• **Exercise**
Please transcribe every record below exactly as it appears.

• **Supplied material**
__________

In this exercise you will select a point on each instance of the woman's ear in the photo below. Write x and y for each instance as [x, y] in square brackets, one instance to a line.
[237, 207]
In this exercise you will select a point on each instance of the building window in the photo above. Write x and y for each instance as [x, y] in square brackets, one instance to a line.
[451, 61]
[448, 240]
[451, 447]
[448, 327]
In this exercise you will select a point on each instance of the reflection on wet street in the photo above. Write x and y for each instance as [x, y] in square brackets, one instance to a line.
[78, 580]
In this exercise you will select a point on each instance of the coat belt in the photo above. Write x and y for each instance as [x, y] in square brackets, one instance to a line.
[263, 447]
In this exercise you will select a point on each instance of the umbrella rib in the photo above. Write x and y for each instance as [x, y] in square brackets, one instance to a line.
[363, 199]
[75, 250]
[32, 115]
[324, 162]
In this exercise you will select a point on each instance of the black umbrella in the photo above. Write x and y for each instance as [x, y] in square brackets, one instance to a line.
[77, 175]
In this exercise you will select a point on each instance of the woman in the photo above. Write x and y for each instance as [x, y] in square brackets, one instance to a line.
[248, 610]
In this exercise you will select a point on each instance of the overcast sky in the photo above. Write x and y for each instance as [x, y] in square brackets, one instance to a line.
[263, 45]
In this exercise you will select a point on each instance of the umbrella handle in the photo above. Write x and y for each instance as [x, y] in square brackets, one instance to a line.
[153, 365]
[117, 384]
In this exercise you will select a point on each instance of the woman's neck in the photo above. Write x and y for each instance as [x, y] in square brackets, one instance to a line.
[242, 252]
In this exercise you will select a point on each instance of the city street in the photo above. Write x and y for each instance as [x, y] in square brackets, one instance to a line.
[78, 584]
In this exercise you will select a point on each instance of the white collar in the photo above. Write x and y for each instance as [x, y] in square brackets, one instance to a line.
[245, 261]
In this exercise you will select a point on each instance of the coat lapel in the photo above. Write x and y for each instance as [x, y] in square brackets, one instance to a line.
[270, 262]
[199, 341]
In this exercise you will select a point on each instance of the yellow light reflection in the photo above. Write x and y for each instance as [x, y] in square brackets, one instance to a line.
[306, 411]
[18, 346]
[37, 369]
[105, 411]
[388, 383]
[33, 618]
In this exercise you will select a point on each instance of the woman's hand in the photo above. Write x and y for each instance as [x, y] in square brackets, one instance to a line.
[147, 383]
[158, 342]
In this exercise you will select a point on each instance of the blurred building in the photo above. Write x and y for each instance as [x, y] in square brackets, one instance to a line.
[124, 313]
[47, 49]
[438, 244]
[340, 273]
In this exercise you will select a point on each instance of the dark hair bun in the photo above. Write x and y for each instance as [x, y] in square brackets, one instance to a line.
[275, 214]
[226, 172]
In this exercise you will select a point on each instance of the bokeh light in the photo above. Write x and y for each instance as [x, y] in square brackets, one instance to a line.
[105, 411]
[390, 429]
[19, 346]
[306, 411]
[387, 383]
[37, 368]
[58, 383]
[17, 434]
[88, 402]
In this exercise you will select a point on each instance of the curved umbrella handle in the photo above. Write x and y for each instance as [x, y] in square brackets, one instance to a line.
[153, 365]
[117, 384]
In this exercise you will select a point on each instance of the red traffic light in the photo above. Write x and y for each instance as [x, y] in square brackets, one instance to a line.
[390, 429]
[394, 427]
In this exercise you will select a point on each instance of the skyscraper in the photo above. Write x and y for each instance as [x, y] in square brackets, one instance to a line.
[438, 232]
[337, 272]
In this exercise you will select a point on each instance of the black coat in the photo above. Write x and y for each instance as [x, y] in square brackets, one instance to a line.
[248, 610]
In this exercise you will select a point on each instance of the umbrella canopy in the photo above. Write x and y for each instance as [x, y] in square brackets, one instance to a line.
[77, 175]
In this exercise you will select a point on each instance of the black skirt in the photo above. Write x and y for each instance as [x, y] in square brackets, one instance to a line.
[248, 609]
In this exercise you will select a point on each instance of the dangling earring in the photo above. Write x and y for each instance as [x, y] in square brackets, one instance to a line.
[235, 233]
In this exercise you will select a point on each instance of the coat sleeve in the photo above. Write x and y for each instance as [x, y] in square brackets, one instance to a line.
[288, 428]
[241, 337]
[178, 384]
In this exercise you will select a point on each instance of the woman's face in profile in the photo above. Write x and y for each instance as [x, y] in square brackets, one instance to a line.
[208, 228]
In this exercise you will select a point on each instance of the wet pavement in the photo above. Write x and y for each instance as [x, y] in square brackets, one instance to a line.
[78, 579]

__________

• **Task solution**
In this exercise you will select a point on each instance of the woman's ear in the photo below. Write x and y for each instance as [x, y] in square brackets, one instance to a line.
[237, 207]
In this exercise you will select a point on each instance of the building window in the photo above. Write x and y for each instance as [x, y] in square brackets, one instance to a line.
[451, 61]
[448, 240]
[451, 447]
[448, 327]
In this exercise you will select a point on each instance of the reflection on wet street in the photo above. Write x and y for each instance as [x, y] in square brackets, one instance to a line.
[78, 580]
In this exercise you will select a point on each instance of the coat belt in the photo above. Write x and y for each instance as [x, y] in square brackets, one instance to a line.
[263, 447]
In this exercise you will select a point on each instance of the umbrella rib in the photo above. Write x and y for each instance as [x, y] in square brackets, one instance to a line.
[363, 199]
[75, 250]
[32, 115]
[324, 162]
In this exercise you will select a point on each instance of the black umbrella in the photo above. Write x and y for each instance as [x, y] in square brackets, one instance to a line.
[77, 175]
In this exercise you will select a point on each instance of the woman in the photo above. Write x and y for each instance as [x, y] in square brackets, one instance to a line.
[248, 610]
In this exercise you will select a point on each instance of the overcast sky in the photo above. Write x and y for each instance as [x, y] in square brackets, one instance to a line.
[263, 45]
In this exercise you will select a point on each instance of the umbrella handle in the photo above. Write x and y for each instance as [x, y] in square brackets, one instance to a line.
[153, 365]
[117, 384]
In this exercise you will select a point on each instance of the woman's neck in the photo above. Write x and y for each instance as [x, y] in square brackets, one instance to a line.
[242, 252]
In this exercise you will select a point on each instance of the city street in the photo above. Write x and y for each instance as [x, y] in square brackets, one instance to a line.
[78, 584]
In this exercise you will select a point on each instance of the white collar in the photo above. Write x and y for each instance as [x, y] in square brackets, one instance to a line.
[245, 261]
In this exercise you will select a point on each instance of the coat lapel in the photo above. Write x and y for each instance as [x, y] in square brackets, one instance to a line.
[270, 262]
[199, 341]
In this exercise you will select a point on each instance of the yellow light reflection in the photo above. Write x and y for each instance as [x, y] in square brackets, one instance to a line.
[306, 411]
[18, 346]
[37, 369]
[105, 411]
[388, 383]
[33, 618]
In this exercise you will select a point on each instance of the woman's hand in the photo above. Write x and y for each instance as [x, y] in square brackets, one instance to a line.
[147, 383]
[158, 342]
In this exercise you will select a point on each instance of the blurred building in the photo above. Write x and y for each instance as [x, y] in square brackets, one instance to a line.
[124, 313]
[47, 49]
[438, 244]
[340, 273]
In this exercise you will select a point on each instance of the dark hair bun in the photo above. Write x and y for each instance as [x, y] in square brackets, one instance to a line.
[275, 214]
[226, 172]
In this exercise you will select a point on each instance of the bokeh light in the photo above. Write x and y for each instance as [x, y] in square brackets, one instance to a line.
[105, 411]
[390, 429]
[19, 346]
[306, 411]
[387, 383]
[37, 368]
[58, 383]
[17, 434]
[88, 402]
In this exercise you will select a point on each instance of the curved umbrella handle in the photo above. Write x and y for each instance as [x, y] in square brackets, one instance to a line.
[153, 365]
[117, 384]
In this exercise you will select a point on each instance of the red traffic light in the photo above. Write x and y for each instance as [x, y] in square brackets, one instance to a line.
[390, 429]
[394, 427]
In this exercise you will select a point on each instance of the skyscraper in the photo above. Write x and y for each instance as [x, y] in square brackets, one instance to a line.
[438, 232]
[337, 272]
In this exercise you will select a point on each instance of the black coat in the photo above. Write x and y for each instance as [x, y] in square brackets, one instance to a line.
[248, 610]
In this exercise you will select a point on each instance of the umbrella canopy in the photo above. Write x and y for each instance as [x, y] in square brackets, one instance to a line.
[77, 175]
In this exercise you will select a point on each instance of the black skirt in the photo above. Write x and y for each instance as [x, y] in square brackets, one instance to a line.
[248, 609]
In this exercise you will select a point on each instance of the dangling earring in the photo above. Write x and y for each instance as [x, y] in square brackets, one instance to a line.
[235, 233]
In this exercise you will select a point on each instance of the coat sleeve in the photo above. Write x and y for each instance as [x, y] in square brackets, one instance to a line.
[288, 428]
[241, 337]
[178, 384]
In this exercise you will select a point on each instance of the woman's face in profile in the photo above. Write x and y for each instance as [x, y] in square brackets, one instance to a line.
[208, 228]
In this exercise you will select a point on each instance of the wet pavement in the photo above. Write x and y for each instance as [x, y] in square brackets, one instance to a line.
[78, 579]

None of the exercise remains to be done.